TEXTO DA PÁGINA:
━━━━━━━━━━━━━━━━

Paraó e Peba trata de questões muito difíceis. Por que é importante falar sobre elas com as crianças?
Adoro contar histórias para crianças e adultos. Mas como contar uma história real tão trágica para crianças? Não é um conto ou uma lenda. É real. Acredito que elas compreendam a realidade dessa história mesmo sem entender o fato em si. Elas se relacionam com o sofrimento dos peixes que perderam sua casa, que sentiram o desespero de ver seu mundo, o rio, invadido por lama e com a busca deles naquela água turva.

Tudo isso é o mundo concreto, e a ilustração belíssima de Ana Lasevicius traz esta concretude. Ao transformar abacaxi em escama ou batatas em pedras, por exemplo, ela traz o cotidiano infantil para dentro de sua narrativa imagética.

É importante compartilhar histórias que pensamos ser complexas com as crianças porque elas vivem muitas complexidades e fazem interpretações do mundo que as rodeia, conseguem abraçar causas, se conectar com o sofrimento do outro e perceber que não estão sozinhas.


Como a história pode ajudar pais, cuidadores e professores a discutir esses temas com as crianças?
Li o livro para meu neto Isac, de cinco anos. Assim que terminei, ele apenas perguntou “vovó, esta história aconteceu de verdade, né?”. Nunca havia falado com ele sobre o rompimento da barragem da Mina Córrego de Feijão. Mas foi assim: ele percebeu uma verdade na história. O livro abre portas para conversar com as crianças sobre perda, sobre sustentabilidade, sobre superação, amizade e esperança.

━━━━━━━━━━━━━━━━

MATERIAL FORNECIDO:
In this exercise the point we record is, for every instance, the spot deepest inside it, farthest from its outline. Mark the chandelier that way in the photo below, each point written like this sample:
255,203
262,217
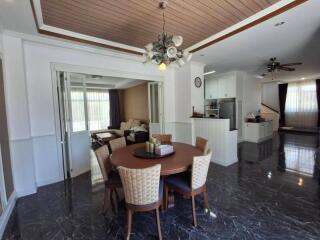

━━━━━━━━━━━━━━━━

SEU OBJETIVO:
Faça um resumo do texto da página em duas frases.

RESPOSTA DO EXERCÍCIO:
Paraó e Peba conta às crianças uma história real e trágica, e elas se relacionam com o sofrimento dos peixes que perderam sua casa quando o rio foi invadido por lama. Vale compartilhar histórias complexas com elas porque vivem muitas complexidades e conseguem se conectar com o sofrimento do outro, e o livro abre portas para conversar sobre perda, sustentabilidade, superação, amizade e esperança.